Detection examples:
--*--
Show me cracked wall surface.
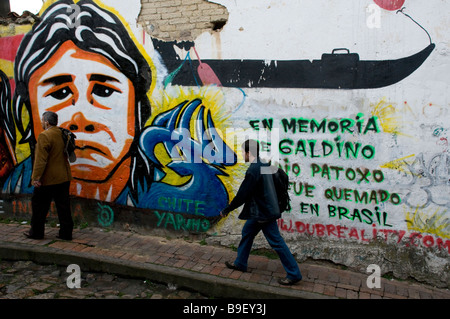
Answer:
[138,0,228,41]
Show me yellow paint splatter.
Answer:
[372,99,411,137]
[406,207,450,238]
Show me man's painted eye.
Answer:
[92,84,119,97]
[47,86,73,100]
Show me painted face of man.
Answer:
[29,41,135,181]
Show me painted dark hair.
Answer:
[2,0,152,199]
[242,140,259,158]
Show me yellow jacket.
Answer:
[31,126,72,186]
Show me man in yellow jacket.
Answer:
[24,112,73,240]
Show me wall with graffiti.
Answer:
[0,0,450,286]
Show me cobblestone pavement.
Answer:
[0,260,206,299]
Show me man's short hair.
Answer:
[242,140,259,158]
[42,111,58,126]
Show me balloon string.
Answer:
[396,7,433,44]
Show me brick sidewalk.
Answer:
[0,223,450,299]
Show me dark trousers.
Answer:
[234,219,302,280]
[30,182,73,239]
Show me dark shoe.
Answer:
[278,277,302,286]
[23,231,44,239]
[56,235,72,240]
[225,261,246,272]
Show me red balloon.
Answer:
[373,0,405,11]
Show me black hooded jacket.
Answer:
[222,159,281,221]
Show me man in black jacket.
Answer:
[220,140,302,285]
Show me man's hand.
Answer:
[31,181,42,187]
[220,210,229,218]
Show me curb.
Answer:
[0,242,330,299]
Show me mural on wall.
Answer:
[0,0,450,255]
[0,0,237,217]
[153,0,435,89]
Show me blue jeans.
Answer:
[234,219,302,280]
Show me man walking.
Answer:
[24,112,73,240]
[220,140,302,285]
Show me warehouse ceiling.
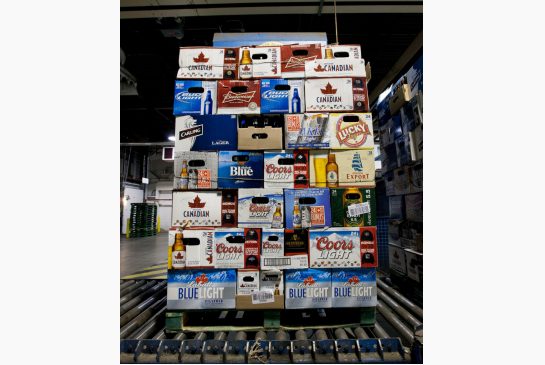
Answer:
[120,0,422,142]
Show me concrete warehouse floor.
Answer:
[120,232,168,279]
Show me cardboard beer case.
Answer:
[173,151,218,190]
[174,115,237,152]
[172,191,222,227]
[330,187,377,227]
[218,151,263,189]
[176,47,239,80]
[331,269,377,308]
[238,188,284,228]
[309,227,361,268]
[280,43,322,79]
[216,80,261,114]
[328,113,375,149]
[260,79,305,114]
[237,114,284,150]
[173,80,217,116]
[167,269,237,310]
[264,150,309,188]
[305,77,370,112]
[284,188,331,229]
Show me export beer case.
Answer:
[167,270,237,310]
[174,115,237,151]
[284,113,331,148]
[331,188,377,227]
[280,44,322,79]
[328,113,375,149]
[173,80,217,116]
[309,228,361,268]
[173,151,218,190]
[261,79,305,114]
[331,269,377,308]
[238,188,284,228]
[264,150,309,188]
[284,188,331,229]
[305,77,369,112]
[217,80,261,114]
[218,151,263,188]
[237,114,284,150]
[284,269,332,309]
[172,191,222,227]
[177,47,239,79]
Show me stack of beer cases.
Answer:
[167,44,378,310]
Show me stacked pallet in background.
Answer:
[167,44,378,324]
[376,57,423,288]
--*--
◆ **To be done**:
Rescale the stretch of data that opens with the line containing "Show me yellow paint splatter." and closes with the line containing "[0,223,450,299]". Write out every line again, requests included, but multiply each bounding-box coordinate in the answers by 2.6 and round to whole numbers, with halves going up.

◆ **Answer to the problem**:
Show me yellow paint splatter.
Answer:
[967,257,1069,356]
[1056,538,1170,619]
Show me man's painted eye.
Answer:
[239,218,309,252]
[122,224,190,260]
Show me painted face of man.
Answer:
[75,107,351,471]
Show me painted dark hair.
Answer:
[5,0,395,517]
[629,364,673,411]
Show me yellow jacket.
Answer:
[81,328,187,484]
Show me man in yellow jacket.
Answer:
[62,291,190,624]
Show me wall with graffiti.
Answer:
[0,0,1170,744]
Show me cobblestone pavement.
Answer:
[0,676,536,777]
Show me man's short hair.
Answer:
[629,364,673,411]
[109,289,151,328]
Show me balloon string.
Answer:
[1030,18,1126,114]
Show me brick sidewalk.
Answer:
[0,580,1170,777]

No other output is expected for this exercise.